- Directive:
Retype, without alteration, each line from the line containing "Objective — one pin per instance of the metal wire" to the final line of the records.

- Data for this task:
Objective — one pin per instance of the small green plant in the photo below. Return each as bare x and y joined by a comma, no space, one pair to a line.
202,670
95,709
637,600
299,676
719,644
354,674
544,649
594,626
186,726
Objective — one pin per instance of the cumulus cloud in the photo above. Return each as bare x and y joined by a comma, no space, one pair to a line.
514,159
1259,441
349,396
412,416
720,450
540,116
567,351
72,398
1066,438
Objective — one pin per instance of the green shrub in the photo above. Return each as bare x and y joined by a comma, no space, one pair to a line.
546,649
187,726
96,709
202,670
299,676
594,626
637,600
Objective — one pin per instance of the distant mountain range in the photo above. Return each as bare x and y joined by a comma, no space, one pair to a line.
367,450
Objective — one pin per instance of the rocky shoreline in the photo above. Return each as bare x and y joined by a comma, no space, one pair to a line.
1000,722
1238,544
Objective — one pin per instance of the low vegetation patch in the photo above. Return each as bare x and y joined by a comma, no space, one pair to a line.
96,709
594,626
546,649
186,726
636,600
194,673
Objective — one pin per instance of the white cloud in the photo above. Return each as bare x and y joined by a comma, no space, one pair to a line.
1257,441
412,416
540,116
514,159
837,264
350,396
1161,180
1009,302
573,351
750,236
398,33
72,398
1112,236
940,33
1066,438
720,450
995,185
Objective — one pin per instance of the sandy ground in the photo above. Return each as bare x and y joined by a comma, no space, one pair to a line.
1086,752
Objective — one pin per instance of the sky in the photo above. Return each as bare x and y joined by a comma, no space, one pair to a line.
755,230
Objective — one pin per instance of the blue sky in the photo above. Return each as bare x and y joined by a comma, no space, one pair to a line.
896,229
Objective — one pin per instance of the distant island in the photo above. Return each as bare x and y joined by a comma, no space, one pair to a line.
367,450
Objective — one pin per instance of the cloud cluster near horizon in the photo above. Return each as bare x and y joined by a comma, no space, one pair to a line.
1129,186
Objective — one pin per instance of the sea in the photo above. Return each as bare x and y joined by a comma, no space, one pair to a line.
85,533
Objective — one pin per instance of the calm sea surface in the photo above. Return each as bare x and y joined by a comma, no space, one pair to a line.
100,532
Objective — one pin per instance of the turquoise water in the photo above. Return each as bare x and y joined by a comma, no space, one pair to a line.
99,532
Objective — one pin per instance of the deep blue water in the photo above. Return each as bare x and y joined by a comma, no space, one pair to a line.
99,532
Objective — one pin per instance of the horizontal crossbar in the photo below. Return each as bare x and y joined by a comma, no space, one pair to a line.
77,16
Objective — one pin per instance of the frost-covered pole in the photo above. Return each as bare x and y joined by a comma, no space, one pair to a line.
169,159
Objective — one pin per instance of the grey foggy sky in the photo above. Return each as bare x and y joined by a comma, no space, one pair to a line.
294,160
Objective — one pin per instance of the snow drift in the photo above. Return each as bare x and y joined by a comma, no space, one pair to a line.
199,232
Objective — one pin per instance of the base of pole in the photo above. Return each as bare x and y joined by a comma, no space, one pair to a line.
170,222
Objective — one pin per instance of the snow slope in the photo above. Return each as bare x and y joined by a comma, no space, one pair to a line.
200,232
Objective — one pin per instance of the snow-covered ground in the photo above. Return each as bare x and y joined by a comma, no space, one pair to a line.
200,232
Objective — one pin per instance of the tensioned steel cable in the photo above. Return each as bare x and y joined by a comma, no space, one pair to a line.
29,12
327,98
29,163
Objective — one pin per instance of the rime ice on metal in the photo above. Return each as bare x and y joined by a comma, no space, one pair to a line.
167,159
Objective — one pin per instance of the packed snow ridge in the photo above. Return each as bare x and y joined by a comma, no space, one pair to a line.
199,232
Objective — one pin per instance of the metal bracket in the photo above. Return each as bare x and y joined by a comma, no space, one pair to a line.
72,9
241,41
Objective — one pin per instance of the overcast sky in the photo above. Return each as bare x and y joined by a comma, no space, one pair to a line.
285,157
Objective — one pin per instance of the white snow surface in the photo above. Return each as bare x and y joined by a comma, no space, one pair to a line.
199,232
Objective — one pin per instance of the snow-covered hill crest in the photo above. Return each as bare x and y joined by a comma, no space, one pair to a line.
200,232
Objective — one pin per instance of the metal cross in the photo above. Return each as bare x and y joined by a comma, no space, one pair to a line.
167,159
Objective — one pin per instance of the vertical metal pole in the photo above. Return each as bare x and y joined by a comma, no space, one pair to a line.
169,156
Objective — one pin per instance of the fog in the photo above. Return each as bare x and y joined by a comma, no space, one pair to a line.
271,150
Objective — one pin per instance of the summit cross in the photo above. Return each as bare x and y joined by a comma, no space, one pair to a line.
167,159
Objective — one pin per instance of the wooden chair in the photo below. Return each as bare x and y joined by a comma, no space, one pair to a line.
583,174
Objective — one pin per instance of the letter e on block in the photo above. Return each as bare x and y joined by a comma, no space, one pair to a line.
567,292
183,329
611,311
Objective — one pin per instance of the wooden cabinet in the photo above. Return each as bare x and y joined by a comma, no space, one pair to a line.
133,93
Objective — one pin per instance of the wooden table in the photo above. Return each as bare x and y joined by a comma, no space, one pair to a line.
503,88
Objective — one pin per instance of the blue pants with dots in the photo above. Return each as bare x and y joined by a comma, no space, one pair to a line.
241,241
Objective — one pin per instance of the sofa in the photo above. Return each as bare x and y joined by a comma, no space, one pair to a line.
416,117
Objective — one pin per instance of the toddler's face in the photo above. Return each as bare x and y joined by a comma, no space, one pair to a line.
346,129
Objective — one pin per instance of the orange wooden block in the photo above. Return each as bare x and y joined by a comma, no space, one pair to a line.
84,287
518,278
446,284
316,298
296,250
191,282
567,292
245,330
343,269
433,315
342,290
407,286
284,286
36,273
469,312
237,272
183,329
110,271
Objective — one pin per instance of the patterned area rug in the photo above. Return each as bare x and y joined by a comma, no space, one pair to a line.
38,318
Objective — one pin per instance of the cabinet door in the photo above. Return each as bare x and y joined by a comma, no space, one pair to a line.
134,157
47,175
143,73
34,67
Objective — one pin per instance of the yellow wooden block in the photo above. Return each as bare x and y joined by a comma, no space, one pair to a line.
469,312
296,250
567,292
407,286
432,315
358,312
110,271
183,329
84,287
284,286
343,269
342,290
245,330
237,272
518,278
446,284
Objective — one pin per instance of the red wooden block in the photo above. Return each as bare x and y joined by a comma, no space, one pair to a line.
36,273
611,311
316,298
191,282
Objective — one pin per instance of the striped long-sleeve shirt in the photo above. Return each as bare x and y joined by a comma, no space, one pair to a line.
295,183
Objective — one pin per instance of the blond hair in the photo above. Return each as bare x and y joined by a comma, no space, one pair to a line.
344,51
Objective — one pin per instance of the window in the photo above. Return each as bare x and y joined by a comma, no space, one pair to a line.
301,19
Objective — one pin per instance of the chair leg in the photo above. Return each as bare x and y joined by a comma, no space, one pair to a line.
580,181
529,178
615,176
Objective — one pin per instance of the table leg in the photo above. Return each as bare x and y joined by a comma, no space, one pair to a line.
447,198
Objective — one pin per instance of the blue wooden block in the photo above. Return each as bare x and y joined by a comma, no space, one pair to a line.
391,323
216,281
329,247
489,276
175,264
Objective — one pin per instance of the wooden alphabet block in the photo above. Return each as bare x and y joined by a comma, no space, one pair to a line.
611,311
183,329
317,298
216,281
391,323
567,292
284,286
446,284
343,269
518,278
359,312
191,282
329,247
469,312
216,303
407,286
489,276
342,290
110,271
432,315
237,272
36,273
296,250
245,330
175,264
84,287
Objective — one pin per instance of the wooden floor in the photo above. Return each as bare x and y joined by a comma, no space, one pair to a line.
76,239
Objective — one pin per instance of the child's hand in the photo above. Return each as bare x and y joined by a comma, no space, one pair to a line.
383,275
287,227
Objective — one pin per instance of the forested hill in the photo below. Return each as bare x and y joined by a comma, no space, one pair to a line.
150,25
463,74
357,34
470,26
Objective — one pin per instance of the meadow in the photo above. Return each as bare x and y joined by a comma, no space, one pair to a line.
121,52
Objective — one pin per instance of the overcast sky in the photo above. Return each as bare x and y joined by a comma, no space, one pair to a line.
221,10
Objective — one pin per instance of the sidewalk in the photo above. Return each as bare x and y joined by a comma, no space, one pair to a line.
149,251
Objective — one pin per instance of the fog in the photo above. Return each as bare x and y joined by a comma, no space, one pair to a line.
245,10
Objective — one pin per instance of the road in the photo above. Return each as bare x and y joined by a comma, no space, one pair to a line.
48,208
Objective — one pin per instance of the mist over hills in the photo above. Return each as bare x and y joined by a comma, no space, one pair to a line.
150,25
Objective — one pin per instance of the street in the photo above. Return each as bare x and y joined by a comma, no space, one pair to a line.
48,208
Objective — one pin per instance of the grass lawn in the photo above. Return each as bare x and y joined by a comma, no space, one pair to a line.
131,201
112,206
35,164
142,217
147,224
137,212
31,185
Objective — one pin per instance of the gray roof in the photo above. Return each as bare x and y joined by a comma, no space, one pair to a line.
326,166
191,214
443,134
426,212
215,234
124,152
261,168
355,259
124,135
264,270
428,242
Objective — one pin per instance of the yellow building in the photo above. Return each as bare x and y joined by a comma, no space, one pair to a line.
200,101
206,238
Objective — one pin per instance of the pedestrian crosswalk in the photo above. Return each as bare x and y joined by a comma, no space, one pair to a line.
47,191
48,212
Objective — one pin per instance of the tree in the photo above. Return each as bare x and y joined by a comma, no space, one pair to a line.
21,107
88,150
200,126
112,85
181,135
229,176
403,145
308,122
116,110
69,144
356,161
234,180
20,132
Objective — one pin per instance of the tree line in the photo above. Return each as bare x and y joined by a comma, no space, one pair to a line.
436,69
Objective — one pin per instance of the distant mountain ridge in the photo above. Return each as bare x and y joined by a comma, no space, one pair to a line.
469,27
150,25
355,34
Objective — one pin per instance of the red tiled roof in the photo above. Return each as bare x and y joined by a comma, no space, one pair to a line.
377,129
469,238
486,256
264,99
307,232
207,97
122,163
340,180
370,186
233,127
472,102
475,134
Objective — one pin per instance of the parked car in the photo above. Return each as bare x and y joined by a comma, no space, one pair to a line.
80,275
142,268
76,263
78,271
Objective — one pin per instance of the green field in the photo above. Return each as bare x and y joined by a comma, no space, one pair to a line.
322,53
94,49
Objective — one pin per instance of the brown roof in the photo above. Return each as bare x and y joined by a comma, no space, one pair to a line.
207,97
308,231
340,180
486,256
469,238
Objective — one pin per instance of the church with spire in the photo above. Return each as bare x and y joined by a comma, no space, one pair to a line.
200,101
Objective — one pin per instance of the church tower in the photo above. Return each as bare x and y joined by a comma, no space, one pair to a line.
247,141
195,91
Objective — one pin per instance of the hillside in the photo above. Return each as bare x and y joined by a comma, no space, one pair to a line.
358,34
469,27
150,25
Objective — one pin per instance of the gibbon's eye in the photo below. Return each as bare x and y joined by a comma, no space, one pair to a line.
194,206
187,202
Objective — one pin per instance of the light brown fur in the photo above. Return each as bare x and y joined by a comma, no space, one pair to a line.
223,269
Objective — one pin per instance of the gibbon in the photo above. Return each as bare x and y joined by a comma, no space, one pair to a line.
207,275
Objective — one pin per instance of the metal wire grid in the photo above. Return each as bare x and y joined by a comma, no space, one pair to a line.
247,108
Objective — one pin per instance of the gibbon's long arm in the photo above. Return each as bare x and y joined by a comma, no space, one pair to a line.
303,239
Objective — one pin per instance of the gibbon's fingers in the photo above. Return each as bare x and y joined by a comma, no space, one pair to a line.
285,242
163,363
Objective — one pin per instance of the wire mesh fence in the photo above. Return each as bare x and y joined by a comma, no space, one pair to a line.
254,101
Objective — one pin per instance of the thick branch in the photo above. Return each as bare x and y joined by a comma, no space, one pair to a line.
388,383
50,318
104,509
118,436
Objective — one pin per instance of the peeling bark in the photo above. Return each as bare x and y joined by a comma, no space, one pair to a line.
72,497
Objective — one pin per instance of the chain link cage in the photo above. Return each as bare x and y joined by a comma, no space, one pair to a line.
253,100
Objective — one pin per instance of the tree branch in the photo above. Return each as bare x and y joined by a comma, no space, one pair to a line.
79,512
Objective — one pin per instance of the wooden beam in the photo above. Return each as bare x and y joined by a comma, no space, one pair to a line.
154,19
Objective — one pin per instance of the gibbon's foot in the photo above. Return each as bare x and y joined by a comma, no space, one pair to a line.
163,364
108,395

- In response:
Objective — one pin per instance of the metal wire grid in the photo above. Return each as bare x and y joined by a comma, no space, one pair to a line.
247,108
Objective — one pin per instance of the gibbon's long arm in the photo above. Return each as bare x and y joined by a comma, no space, one pair to a line.
303,239
Objective — one pin per instance of the gibbon's fingers in the photo above. Return each as bare x and y joined by a comma, no space, one pair to a line.
285,242
163,363
Objective — one pin per instance of the wire mesh fence in the photo above. Return each as bare x and y joined by a comma, no space, one pair to a line.
254,101
Objective — one pin per instance of the thick branch in the photo above. Return each as bare x and y joined by a comma, no space, one pair to a line.
388,383
50,318
104,509
118,436
Objective — one pin per instance of the peeling bark in the photo above. Return each as bare x and y joined by a comma, no space, one pair to a line.
72,497
Objective — one pin per instance of the chain link cage in the photo above. Return each as bare x and y joined by a comma, no space, one pair to a line.
253,100
Objective — one pin per instance of the tree branch in the photo above. Return each as bare x and y joined by a comma, no space, one pair to a line.
79,512
Objective — one pin per instance of the wooden beam in the photo above. Return each as bare x and y joined by a comma, no space, one pair to a line.
154,19
Objective — one pin per instance of the gibbon's foot in the photo above. Return each as bare x and y joined by a comma, no space, one pair to a line.
163,364
108,395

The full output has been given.